-- Source extract follows --

How you treat your job applicants should be part of your marketing plan.
As health care marketers cast around for new, inventive ways to make a personal connection with current or potential patients they may be missing the people that are already knocking on the door.
“I applied there. I had to call 5 times to reach a live person to confirm that they received my online application.”
“It was like trying to storm a castle. The only way you can interact with them is online. Maybe there really isn’t an H.R. department.”
The New York Times ran a column in their business section last Sunday called Be Nice To Job Seekers. (They’re Shoppers, Too) making the point that how an organization treats job applicants says a lot about it, it’s brand and its values.
This isn’t just a lapse of good manners or common courtesy. And yes, I realize that in this economy there are plenty of job seekers out there so you’re saying, “what’s the big deal?” The big deal is that applicants are telling stories to family and friends about how your organization is treating them during the hiring process.

-- Source extract concluded --
-- Dataset extract follows --

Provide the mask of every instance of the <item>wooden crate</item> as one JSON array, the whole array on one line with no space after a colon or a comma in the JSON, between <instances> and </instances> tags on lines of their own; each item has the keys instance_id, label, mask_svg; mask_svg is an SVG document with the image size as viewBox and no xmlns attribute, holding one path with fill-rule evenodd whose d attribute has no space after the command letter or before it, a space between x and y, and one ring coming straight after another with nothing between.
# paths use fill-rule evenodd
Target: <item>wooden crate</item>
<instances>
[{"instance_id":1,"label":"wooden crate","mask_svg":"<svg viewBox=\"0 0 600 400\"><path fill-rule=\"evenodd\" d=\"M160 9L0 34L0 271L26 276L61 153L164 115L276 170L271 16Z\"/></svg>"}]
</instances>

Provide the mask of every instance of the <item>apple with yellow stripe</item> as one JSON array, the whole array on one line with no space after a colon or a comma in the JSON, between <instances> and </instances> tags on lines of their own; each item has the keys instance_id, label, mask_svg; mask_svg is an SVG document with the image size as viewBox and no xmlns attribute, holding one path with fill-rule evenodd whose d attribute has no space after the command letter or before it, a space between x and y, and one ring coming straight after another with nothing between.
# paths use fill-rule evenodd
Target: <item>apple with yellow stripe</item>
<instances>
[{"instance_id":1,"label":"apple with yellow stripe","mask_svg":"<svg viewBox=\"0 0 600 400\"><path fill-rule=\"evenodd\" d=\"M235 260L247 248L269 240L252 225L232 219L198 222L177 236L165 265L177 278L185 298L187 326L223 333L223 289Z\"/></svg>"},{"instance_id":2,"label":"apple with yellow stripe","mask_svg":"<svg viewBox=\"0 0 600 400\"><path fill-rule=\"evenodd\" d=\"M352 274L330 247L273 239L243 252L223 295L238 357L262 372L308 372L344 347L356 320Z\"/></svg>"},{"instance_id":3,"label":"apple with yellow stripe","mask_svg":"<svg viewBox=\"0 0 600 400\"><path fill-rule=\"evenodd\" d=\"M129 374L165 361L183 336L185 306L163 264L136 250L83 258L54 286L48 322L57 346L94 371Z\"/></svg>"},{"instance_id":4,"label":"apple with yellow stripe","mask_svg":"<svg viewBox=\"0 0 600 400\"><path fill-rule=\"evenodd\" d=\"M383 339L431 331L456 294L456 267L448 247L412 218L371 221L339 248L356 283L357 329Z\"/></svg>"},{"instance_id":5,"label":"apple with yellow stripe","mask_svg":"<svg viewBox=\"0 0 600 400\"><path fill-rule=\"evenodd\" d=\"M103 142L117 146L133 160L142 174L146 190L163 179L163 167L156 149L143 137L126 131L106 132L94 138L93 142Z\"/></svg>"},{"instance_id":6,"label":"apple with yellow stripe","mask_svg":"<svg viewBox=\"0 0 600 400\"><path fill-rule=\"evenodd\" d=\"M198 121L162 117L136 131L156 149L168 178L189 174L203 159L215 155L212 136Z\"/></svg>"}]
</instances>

-- Dataset extract concluded --

Tasks for this exercise:
1. In the passage on treating job applicants, reproduce the text from "How you treat" to "and its values.", altering "castle" to "fortress".
2. According to the passage on treating job applicants, in which section of the New York Times did the column appear?
3. Resume the passage on treating job applicants, beginning after its final sentence.

Answers by item:
1.
How you treat your job applicants should be part of your marketing plan.
As health care marketers cast around for new, inventive ways to make a personal connection with current or potential patients they may be missing the people that are already knocking on the door.
“I applied there. I had to call 5 times to reach a live person to confirm that they received my online application.”
“It was like trying to storm a fortress. The only way you can interact with them is online. Maybe there really isn’t an H.R. department.”
The New York Times ran a column in their business section last Sunday called Be Nice To Job Seekers. (They’re Shoppers, Too) making the point that how an organization treats job applicants says a lot about it, it’s brand and its values.

2. The business section.

3.
The irony meter skyrockets when you realize that your leaders are saying “we aren’t just hiring for skills anymore, we need to make sure that our people match our values” in the employee newsletter, at the Chamber Of Commerce lunch, and to the health reporter at the paper.
Did I mention that this doesn’t cost a lot of money? Have lunch with your organization’s H.R. leader. Discuss the issue and pick two touch points to start with. Then redesign the processes so that applicants – whether they get hired or not – tell the story you want them to tell about your organization.